— START READING PASSAGE —

Re: phoenix-spark and pyspark

Nick Dimiduk Sat, 23 Jan 2016 18:14:02 -0800

That looks about right. I was unaware of this patch; thanks!

On Fri, Jan 22, 2016 at 5:10 PM, James Taylor <[email protected]>
wrote:


> FYI, Nick - do you know about Josh's fix for PHOENIX-2599? Does that help
> here?
>
> On Fri, Jan 22, 2016 at 4:32 PM, Nick Dimiduk <[email protected]> wrote:
>
>> On Thu, Jan 21, 2016 at 7:36 AM, Josh Mahonin <[email protected]> wrote:
>>
>>> Amazing, good work.
>>>
>>
>> All I did was consume your code and configure my cluster. Thanks though :)
>>
>> FWIW, I've got a support case in with Hortonworks to get the
>>> phoenix-spark integration working out of the box. Assuming it gets
>>> resolved, that'll hopefully help keep these classpath-hell issues to a
>>> minimum going forward.
>>>
>>
>> That's fine for HWX customers, but it doesn't solve the general problem
>> community-side. Unless, of course, we assume the only Phoenix users are on
>> HDP.
>>
>> Interesting point re: PHOENIX-2535. Spark does offer builds for specific
>>> Hadoop versions, and also no Hadoop at all (with the assumption you'll
>>> provide the necessary JARs). Phoenix is pretty tightly coupled with its own
>>> HBase (and by extension, Hadoop) versions though... do you think it be
>>> possible to work around (2) if you locally added the HDP Maven repo and
>>> adjusted versions accordingly? I've had some success with that in other
>>> projects, though as I recall when I tried it with Phoenix I ran into a snag
>>> trying to resolve some private transitive dependency of Hadoop.
>>>
>>
>> I could specify Hadoop version and build Phoenix locally to remove the
>> issue. It would work for me because I happen to be packaging my own Phoenix
>> this week, but it doesn't help for the Apache releases. Phoenix _is_
>> tightly coupled to HBase versions, but I don't think HBase versions are
>> that tightly coupled to Hadoop versions. We build HBase 1.x releases
>> against a long list of Hadoop releases as part of our usual build. I think
>> what HBase consumes re: Hadoop API's is pretty limited.
>>
>> Now that you have Spark working you can start hitting real bugs! If you
>>> haven't backported the full patchset, you might want to take a look at the
>>> phoenix-spark history [1], there's been a lot of churn there, especially
>>> with regards to the DataFrame API.

— END READING PASSAGE —
— START RECORDED INFORMATION —

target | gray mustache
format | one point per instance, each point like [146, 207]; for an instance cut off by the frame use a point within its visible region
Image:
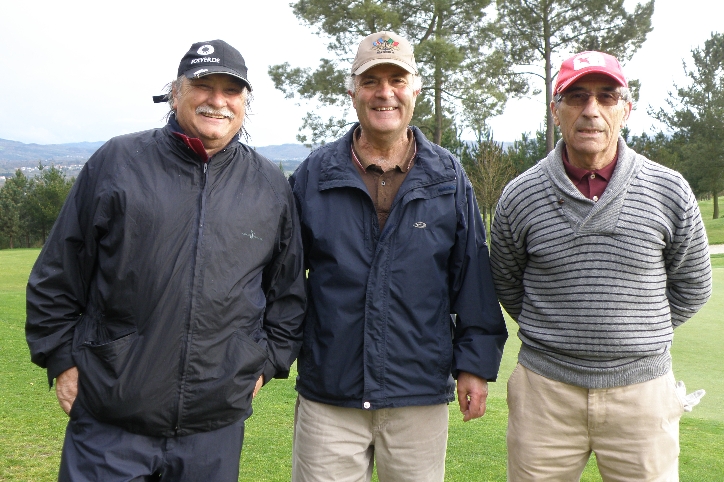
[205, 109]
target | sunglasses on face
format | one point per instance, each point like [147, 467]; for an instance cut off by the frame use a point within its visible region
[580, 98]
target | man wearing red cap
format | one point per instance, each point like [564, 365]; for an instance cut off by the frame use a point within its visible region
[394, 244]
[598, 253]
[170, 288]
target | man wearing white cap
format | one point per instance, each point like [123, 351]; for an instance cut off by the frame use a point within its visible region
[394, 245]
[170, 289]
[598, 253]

— END RECORDED INFORMATION —
— START RECORDED INFORMATION —

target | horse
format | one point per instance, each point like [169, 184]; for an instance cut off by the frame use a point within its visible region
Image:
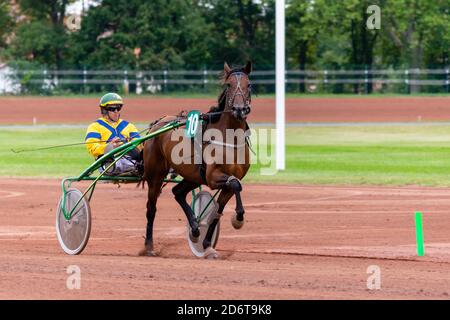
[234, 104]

— END RECORDED INFORMATION —

--- EXERCISES ---
a) Retype the phoenix-spark email thread starting at "That looks about" and ending at "Amazing, good work.".
b) In the phoenix-spark email thread, why does Nick doubt that HBase versions are tightly coupled to Hadoop versions?
c) Proceed with the phoenix-spark email thread from the point where it stops.
The rows were drawn from a different source than the thread.

--- ANSWERS IN ORDER ---
a)
That looks about right. I was unaware of this patch; thanks!

On Fri, Jan 22, 2016 at 5:10 PM, James Taylor <[email protected]>
wrote:


> FYI, Nick - do you know about Josh's fix for PHOENIX-2599? Does that help
> here?
>
> On Fri, Jan 22, 2016 at 4:32 PM, Nick Dimiduk <[email protected]> wrote:
>
>> On Thu, Jan 21, 2016 at 7:36 AM, Josh Mahonin <[email protected]> wrote:
>>
>>> Amazing, good work.

b) HBase 1.x releases are built against a long list of Hadoop releases as part of the usual build. He also thinks HBase uses only a fairly limited set of Hadoop APIs.

c)
>>>
>>
>> Yeah, speaking of which... :)
>>
>> I find this integration is basically unusable when the underlying HBase
>> table partitions are in flux; i.e., when you have data being loaded
>> concurrent to query. Spark RDD's assume stable partitions, multiple queries
>> against a single DataFrame, or even a single query/DataFrame with lots of
>> underlying splits and not enough workers, will inevitably fail
>> with ConcurrentModificationException like [0].
>>
>> I think in HBase/MR integration, we define split points for the job as
>> region boundaries initially, but then we're just using the regular API, so
>> repartitions are handled transiently by the client layer. I need to dig
>> into this Phoenix/Spark stuff to see if we can do anything similar here.
>>
>> Thanks again Josh,
>> -n
>>
>> [0]:
>>
>> java.lang.RuntimeException: java.util.ConcurrentModificationException
>> at
>> org.apache.phoenix.mapreduce.PhoenixInputFormat.getQueryPlan(PhoenixInputFormat.java:125)
>> at
>> org.apache.phoenix.mapreduce.PhoenixInputFormat.createRecordReader(PhoenixInputFormat.java:69)
>> at
>> org.apache.spark.rdd.NewHadoopRDD$$anon$1.<init>(NewHadoopRDD.scala:131)
>> at org.apache.spark.rdd.NewHadoopRDD.compute(NewHadoopRDD.scala:104)
>> at org.apache.spark.rdd.NewHadoopRDD.compute(NewHadoopRDD.scala:66)
>> at org.apache.phoenix.spark.PhoenixRDD.compute(PhoenixRDD.scala:57)
>> at org.apache.spark.rdd.RDD.computeOrReadCheckpoint(RDD.scala:277)
>> at org.apache.spark.rdd.RDD.iterator(RDD.scala:244)
>> at
>> org.apache.spark.rdd.MapPartitionsRDD.compute(MapPartitionsRDD.scala:35)
>> at org.apache.spark.rdd.RDD.computeOrReadCheckpoint(RDD.scala:277)
>> at org.apache.spark.rdd.RDD.iterator(RDD.scala:244)
>> at
>> org.apache.spark.rdd.MapPartitionsRDD.compute(MapPartitionsRDD.scala:35)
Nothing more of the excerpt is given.